* [Dataset rows showing where objects appear]:
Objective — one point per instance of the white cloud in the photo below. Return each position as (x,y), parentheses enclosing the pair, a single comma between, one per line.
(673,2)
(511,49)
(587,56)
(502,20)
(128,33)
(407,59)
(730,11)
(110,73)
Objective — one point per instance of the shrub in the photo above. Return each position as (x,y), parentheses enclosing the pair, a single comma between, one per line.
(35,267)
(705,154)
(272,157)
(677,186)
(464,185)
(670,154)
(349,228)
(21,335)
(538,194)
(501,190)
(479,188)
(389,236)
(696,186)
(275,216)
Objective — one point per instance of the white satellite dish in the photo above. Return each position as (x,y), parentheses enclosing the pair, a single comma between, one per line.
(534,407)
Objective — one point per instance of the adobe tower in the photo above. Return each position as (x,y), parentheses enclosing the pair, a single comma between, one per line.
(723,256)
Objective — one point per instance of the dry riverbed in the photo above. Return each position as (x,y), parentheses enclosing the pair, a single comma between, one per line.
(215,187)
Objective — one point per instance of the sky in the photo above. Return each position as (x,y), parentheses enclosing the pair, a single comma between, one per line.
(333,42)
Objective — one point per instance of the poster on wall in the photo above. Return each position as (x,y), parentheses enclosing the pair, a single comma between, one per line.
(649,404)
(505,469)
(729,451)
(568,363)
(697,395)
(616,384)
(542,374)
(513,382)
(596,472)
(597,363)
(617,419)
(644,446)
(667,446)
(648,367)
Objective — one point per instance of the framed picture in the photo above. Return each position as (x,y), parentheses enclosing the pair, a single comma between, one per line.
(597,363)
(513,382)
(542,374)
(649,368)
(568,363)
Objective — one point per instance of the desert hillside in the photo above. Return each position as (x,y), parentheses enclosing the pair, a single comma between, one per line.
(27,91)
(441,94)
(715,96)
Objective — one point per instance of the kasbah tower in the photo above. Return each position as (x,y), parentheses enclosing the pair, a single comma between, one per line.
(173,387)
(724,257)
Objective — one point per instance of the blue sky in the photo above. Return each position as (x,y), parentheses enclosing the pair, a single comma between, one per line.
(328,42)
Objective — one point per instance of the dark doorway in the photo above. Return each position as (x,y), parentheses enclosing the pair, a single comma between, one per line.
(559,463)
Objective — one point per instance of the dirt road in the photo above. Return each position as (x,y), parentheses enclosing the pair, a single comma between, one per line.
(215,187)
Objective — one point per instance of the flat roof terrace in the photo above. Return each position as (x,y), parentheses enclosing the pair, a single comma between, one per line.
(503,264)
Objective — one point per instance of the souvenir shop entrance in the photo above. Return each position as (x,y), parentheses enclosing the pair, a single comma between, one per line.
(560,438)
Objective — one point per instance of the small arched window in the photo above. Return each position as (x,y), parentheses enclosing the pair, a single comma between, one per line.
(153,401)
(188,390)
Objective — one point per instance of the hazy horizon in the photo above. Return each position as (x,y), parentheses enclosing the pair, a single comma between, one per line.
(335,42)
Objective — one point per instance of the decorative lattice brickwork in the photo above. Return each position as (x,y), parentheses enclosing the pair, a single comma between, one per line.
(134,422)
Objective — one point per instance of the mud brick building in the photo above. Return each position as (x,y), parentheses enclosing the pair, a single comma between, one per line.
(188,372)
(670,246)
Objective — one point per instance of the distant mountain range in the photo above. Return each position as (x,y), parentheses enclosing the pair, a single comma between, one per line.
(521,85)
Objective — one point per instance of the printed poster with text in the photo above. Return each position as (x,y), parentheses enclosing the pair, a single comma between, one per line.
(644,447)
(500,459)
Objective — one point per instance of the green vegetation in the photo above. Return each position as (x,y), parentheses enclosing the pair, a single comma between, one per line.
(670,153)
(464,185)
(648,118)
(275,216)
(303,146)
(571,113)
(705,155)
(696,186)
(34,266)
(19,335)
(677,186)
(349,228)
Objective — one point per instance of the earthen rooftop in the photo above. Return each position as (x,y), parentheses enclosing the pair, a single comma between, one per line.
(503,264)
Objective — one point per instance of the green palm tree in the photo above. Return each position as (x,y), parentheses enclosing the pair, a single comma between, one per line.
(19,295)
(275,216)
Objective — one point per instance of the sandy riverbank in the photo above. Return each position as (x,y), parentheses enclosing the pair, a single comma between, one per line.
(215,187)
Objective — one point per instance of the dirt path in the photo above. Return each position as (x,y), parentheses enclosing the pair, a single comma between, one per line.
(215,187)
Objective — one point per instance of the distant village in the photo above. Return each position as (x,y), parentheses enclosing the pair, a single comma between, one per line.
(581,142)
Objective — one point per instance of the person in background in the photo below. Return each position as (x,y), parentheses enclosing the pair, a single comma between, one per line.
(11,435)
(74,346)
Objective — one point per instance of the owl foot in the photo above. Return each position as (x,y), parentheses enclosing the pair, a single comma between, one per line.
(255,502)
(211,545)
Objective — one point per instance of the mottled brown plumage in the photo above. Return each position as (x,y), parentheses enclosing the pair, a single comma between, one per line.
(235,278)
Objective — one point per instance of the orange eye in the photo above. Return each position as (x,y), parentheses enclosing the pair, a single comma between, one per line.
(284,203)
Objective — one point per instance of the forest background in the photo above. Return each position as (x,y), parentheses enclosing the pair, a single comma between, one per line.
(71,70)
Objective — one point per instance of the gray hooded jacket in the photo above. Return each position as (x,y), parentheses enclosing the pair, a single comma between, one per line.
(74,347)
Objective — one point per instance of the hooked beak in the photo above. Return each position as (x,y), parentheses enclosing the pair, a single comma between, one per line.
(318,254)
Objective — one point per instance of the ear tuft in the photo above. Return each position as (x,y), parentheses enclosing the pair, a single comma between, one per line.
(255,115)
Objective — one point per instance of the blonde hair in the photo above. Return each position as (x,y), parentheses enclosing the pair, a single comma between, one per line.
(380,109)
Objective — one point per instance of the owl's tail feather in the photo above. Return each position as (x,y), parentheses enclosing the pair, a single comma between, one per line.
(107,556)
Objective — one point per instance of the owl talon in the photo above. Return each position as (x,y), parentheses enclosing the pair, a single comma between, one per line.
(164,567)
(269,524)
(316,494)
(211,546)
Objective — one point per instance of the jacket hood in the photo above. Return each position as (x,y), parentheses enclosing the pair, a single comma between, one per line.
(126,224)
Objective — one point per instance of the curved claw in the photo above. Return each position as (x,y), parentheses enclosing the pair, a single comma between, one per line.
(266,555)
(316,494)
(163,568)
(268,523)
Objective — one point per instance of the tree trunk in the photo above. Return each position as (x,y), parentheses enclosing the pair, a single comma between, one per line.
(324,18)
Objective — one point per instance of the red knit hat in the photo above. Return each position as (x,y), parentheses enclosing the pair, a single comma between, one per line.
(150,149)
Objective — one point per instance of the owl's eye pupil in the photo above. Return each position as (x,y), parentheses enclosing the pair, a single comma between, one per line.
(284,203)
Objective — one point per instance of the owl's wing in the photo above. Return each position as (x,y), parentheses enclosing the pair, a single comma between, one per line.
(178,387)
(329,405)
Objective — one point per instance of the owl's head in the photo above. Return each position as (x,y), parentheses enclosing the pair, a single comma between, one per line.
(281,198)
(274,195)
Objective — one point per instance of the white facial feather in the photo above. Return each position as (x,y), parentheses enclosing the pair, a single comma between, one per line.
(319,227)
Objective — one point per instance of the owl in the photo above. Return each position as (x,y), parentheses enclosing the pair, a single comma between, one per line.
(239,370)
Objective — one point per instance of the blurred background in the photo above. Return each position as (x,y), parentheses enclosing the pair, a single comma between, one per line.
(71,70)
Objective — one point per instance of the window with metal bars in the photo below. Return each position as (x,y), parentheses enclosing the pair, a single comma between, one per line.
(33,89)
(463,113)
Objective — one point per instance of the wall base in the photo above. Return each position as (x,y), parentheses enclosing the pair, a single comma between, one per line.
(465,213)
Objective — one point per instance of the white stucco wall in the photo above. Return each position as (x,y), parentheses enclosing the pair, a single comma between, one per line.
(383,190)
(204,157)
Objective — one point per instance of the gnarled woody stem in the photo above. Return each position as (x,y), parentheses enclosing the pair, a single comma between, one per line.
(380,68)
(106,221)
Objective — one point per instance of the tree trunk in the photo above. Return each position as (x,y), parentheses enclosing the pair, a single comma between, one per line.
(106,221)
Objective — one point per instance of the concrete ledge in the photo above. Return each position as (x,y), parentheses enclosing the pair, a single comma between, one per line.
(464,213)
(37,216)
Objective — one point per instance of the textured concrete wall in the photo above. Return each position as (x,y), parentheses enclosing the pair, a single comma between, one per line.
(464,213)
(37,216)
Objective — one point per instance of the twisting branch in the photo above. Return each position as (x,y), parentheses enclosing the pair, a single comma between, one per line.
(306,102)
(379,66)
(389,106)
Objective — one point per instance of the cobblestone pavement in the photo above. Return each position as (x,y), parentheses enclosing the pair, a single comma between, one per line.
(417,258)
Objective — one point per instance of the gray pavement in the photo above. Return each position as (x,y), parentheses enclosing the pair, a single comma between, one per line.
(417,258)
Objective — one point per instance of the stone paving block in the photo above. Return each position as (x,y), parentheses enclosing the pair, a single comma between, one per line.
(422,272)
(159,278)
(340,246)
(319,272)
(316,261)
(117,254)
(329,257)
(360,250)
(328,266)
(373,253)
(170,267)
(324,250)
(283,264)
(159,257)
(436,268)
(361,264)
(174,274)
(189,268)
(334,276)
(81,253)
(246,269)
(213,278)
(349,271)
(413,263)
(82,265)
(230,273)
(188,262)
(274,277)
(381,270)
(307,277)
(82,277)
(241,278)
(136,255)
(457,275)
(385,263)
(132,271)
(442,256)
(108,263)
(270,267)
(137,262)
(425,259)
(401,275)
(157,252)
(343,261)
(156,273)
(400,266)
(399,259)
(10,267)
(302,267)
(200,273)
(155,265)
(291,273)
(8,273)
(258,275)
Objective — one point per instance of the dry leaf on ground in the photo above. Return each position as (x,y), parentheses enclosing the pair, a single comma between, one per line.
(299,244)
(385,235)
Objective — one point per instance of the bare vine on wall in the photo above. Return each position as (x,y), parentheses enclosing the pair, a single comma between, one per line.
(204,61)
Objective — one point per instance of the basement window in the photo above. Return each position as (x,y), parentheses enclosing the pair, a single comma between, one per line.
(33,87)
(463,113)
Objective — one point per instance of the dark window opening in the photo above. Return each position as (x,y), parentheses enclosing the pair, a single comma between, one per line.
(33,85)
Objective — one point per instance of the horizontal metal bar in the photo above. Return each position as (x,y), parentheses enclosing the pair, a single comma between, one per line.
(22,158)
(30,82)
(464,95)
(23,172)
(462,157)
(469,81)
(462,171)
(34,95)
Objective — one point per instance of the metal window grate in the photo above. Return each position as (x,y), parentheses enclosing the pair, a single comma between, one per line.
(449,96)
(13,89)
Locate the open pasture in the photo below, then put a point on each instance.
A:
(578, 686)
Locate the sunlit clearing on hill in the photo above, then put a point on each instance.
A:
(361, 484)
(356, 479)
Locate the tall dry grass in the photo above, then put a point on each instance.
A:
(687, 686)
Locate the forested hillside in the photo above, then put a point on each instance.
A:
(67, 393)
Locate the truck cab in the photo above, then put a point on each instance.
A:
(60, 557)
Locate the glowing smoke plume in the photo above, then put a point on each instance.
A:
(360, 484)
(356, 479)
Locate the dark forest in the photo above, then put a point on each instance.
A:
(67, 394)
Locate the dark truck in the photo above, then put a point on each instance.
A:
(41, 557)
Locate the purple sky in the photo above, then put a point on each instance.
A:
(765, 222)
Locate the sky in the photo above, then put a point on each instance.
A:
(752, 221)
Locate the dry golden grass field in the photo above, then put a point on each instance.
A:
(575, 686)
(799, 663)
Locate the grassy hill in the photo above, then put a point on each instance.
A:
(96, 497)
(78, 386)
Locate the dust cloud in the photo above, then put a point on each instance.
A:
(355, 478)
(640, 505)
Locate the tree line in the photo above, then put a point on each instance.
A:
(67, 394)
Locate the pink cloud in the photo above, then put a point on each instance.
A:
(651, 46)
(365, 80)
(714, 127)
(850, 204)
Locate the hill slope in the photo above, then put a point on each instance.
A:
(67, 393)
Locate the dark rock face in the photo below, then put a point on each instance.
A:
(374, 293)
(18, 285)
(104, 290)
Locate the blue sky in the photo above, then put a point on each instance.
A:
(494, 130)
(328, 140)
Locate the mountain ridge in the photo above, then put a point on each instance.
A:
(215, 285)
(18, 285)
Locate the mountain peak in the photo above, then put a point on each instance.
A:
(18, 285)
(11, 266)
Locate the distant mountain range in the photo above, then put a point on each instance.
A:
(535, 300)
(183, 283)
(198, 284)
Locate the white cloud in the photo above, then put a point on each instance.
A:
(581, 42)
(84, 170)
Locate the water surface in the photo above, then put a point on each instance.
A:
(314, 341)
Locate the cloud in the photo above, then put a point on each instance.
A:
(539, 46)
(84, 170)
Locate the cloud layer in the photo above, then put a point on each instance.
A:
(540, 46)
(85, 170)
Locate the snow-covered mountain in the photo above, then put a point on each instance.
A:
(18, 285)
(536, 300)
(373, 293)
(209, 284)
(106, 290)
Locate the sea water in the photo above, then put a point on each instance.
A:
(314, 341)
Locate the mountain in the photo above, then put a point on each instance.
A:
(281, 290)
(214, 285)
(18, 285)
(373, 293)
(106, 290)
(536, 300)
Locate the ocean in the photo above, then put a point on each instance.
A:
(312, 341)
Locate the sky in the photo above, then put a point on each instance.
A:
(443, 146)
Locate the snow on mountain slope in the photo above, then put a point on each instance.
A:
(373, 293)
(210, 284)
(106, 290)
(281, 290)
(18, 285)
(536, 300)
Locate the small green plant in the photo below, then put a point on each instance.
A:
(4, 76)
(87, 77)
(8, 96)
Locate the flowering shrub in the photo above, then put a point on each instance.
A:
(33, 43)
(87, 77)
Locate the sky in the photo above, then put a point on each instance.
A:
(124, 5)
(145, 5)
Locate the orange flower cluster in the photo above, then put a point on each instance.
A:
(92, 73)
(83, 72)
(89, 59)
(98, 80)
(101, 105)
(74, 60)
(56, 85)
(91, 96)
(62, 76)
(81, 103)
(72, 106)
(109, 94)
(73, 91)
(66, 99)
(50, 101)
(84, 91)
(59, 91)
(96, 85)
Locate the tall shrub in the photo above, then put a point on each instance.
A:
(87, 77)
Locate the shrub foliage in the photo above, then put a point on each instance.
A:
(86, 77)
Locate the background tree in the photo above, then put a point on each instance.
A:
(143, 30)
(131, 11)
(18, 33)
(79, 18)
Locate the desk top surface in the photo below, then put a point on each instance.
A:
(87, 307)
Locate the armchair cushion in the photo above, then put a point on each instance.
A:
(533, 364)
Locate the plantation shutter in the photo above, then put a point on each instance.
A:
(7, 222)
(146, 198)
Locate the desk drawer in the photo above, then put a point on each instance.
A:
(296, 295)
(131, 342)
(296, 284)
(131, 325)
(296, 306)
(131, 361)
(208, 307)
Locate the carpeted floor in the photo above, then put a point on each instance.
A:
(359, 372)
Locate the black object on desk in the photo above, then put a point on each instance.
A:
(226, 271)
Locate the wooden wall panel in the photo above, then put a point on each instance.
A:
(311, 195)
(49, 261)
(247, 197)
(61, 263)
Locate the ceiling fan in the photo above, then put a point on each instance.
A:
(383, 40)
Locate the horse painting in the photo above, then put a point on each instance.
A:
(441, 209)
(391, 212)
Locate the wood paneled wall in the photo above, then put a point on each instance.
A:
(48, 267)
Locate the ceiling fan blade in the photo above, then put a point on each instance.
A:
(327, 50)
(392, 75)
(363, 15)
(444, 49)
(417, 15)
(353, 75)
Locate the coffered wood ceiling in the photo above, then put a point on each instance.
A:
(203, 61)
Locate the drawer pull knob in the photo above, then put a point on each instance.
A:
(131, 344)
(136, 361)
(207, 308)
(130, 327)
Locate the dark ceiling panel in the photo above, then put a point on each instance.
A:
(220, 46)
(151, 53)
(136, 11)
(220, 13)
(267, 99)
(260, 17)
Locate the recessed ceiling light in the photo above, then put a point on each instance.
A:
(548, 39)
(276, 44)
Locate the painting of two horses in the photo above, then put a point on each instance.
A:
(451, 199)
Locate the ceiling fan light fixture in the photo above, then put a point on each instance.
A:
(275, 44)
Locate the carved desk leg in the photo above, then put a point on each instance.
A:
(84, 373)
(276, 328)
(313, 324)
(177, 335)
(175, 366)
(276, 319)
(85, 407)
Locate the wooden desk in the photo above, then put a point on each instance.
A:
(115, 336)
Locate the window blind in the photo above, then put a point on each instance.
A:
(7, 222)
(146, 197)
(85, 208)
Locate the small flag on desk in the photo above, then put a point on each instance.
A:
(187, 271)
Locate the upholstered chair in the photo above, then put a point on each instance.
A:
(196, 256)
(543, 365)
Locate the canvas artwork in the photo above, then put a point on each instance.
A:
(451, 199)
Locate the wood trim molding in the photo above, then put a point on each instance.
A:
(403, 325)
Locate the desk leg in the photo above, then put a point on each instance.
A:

* [DESCRIPTION OF THE TASK]:
Rewrite the records from the line containing "Locate the carved" through the end of the records, changing "put a point on" to "mark" and keeping everything else the same.

* [COMPLETED TASK]:
Locate the carved desk leg in the photo above, then mark each instance.
A:
(84, 373)
(276, 328)
(313, 324)
(177, 335)
(175, 366)
(276, 319)
(85, 407)
Locate the wooden desk in the photo above, then mark each instance.
A:
(115, 336)
Locate the window blind in the photo above, then mark each instance.
A:
(7, 222)
(146, 197)
(85, 208)
Locate the small flag on desk in the photo above, then mark each instance.
A:
(187, 271)
Locate the upholstered chair in the photo above, then mark each instance.
A:
(196, 256)
(543, 365)
Locate the canvas artwork in the photo above, then mark each instance.
A:
(451, 199)
Locate the wood trim molding in the photo above, then mark each instance.
A:
(403, 325)
Locate the desk leg in the photo above, then mark each instance.
A:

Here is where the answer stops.